## [TEXT FOR ANALYSIS]
----------

ITV News UK Editor Paul Brand has the latest developments on the alleged No.10 party scandal which has forced the resignation of Allegra Stratton amid an angry public backlash
Boris Johnson's former press secretary Allegra Stratton has resigned from government after ITV News revealed a video showing her laughing with No 10 staff about an alleged Covid-rule-breaking party in Downing Street last Christmas.
In the footage staff can be heard making references to “cheese and wine”, while Mr Johnson's then spokesperson Ms Stratton remarked there was “definitely no social distancing.”
Speaking through tears, Ms Stratton gave a statement to broadcasters saying she would "regret those remarks for the rest of my days", as she confirmed she had quit as an adviser to the prime minister.
The former journalist, who previously worked for ITV News and the BBC, offered her "profound apologies".
"My remarks seemed to make light of rules, rules that people were doing everything to obey. That was never my intention."

----------

## [Data extracted from a collection]
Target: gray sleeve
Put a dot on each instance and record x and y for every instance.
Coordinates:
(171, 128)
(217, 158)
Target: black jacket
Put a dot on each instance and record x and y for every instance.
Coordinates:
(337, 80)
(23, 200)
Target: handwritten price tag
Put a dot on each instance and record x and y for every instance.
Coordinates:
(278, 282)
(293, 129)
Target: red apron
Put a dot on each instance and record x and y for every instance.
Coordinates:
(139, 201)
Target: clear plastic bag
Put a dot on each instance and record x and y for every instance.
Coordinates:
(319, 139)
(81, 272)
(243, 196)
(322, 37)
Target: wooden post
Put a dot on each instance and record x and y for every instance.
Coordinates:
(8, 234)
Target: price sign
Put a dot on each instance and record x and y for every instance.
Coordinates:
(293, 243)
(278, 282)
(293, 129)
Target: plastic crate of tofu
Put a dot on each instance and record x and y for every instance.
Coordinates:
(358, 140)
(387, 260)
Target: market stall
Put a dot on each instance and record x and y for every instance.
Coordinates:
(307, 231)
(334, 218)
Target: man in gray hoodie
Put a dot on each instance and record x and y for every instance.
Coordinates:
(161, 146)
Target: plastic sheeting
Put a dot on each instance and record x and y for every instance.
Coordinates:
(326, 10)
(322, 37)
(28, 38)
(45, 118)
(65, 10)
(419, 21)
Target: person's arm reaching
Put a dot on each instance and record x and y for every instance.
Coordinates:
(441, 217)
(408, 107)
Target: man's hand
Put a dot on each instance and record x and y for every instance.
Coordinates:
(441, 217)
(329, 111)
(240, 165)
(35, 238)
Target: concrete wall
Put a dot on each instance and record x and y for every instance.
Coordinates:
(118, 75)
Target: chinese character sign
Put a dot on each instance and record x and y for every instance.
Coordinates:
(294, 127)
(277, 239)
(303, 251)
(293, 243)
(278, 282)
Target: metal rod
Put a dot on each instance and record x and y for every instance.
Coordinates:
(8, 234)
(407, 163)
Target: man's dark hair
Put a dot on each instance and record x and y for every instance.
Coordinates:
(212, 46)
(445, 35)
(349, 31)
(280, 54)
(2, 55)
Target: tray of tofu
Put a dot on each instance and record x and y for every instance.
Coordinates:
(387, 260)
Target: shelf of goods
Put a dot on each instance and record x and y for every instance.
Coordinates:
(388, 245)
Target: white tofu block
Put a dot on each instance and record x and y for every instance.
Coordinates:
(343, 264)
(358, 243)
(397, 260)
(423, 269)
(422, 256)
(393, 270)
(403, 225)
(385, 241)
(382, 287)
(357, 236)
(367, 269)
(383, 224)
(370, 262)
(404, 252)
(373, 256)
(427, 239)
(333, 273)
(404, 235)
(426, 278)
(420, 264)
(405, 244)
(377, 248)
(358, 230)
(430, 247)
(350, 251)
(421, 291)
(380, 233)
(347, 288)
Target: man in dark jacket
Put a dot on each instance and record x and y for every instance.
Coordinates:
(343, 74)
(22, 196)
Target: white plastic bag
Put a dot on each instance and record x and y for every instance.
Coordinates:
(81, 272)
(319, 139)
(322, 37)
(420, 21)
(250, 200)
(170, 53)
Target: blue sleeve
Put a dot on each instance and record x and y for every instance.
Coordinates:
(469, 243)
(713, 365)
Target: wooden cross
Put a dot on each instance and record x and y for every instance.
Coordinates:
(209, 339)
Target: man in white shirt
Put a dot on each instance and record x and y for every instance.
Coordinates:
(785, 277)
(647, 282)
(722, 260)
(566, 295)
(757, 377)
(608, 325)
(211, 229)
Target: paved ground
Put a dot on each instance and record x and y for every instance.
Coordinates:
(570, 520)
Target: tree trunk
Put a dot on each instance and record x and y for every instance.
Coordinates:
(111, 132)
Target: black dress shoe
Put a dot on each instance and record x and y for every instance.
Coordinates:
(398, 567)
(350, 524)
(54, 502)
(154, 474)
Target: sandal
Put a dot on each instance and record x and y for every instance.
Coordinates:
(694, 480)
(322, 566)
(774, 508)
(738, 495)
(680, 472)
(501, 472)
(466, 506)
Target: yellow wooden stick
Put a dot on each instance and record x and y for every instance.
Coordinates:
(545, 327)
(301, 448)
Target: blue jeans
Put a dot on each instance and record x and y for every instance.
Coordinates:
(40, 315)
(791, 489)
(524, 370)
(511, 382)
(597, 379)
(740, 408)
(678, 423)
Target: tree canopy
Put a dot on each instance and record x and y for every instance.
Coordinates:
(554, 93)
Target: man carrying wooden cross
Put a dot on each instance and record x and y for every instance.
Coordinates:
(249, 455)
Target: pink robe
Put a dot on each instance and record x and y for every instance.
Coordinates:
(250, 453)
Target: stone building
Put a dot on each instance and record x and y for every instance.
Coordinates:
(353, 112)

----------

## [TASKS TO CARRY OUT]
[a] Return everything in the Allegra Stratton news report from "In the footage" down to "the prime minister.", copied word for word.
[b] According to the Allegra Stratton news report, which two news organizations had she worked for before joining government?
[c] Extend the Allegra Stratton news report, picking up after its final sentence.

## [RESPONSES TO THE EXERCISE]
[a]
In the footage staff can be heard making references to “cheese and wine”, while Mr Johnson's then spokesperson Ms Stratton remarked there was “definitely no social distancing.”
Speaking through tears, Ms Stratton gave a statement to broadcasters saying she would "regret those remarks for the rest of my days", as she confirmed she had quit as an adviser to the prime minister.

[b] ITV News and the BBC.

[c]
Prime Minister Johnson also apologised for the video, which he said "sickened" him.
In PMQs on Wednesday, Mr Johnson said he was "furious" to see the leaked recording but added he has been "repeatedly reassured" there was no party.
The prime minister has asked Cabinet Secretary Simon Case to investigate whether events in Number 10 last year broke strict lockdown rules enforced in England last December.
The alleged party is said to have taken place on December 18 while millions of people in the UK were being forced to avoid socialising because of coronavirus lockdowns.
What are the possible routes of investigation into the alleged No.10 Christmas party?
At the time London was in Tier 3 restrictions, under which the law clearly stated: “No person may participate in a gathering in the Tier 3 area which consists of two or more people, and takes place in any indoor space.”
The prime minister agreed to provide the Metropolitan Police with any information the government has about Downing Street parties, with the force currently considering whether it should investigate.
Ms Stratton told reporters: "Working in government is an immense privilege. I tried to do right by you all, to behave with civility and decency and up to the high standards you expect of Number 10."
She said she understood the "anger and frustration" people feel.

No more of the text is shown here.